» EXERCISE MATERIALS
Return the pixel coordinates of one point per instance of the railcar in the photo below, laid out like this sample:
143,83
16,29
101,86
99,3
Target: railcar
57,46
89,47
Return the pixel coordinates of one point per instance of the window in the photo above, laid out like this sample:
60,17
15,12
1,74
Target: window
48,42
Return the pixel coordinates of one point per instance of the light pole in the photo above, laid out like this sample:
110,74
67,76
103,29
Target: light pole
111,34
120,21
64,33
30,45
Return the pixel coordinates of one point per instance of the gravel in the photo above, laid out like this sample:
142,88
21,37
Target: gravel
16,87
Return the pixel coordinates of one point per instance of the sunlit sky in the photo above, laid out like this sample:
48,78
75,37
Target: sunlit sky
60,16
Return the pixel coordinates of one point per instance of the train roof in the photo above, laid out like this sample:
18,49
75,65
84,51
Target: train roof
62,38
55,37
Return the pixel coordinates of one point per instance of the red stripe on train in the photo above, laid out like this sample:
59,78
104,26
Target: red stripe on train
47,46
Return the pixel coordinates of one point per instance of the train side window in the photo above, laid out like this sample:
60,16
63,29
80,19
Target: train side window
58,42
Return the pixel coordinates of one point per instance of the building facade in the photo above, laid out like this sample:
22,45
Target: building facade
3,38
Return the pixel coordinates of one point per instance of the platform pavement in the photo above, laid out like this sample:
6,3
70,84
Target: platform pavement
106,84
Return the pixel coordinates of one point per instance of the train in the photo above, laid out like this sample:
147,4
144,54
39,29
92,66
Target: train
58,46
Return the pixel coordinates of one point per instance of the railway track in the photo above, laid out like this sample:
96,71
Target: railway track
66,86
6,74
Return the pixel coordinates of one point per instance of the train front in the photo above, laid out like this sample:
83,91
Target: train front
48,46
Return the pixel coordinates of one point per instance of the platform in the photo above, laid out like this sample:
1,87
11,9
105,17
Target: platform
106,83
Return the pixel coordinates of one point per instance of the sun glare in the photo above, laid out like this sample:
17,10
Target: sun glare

» REQUIRED ACTION
Scan the material for the word "glare". Return every line where it is found.

» REPLY
Return the pixel coordinates of one point per instance of the sun glare in the photo above, laid out like this sample:
Target: sun glare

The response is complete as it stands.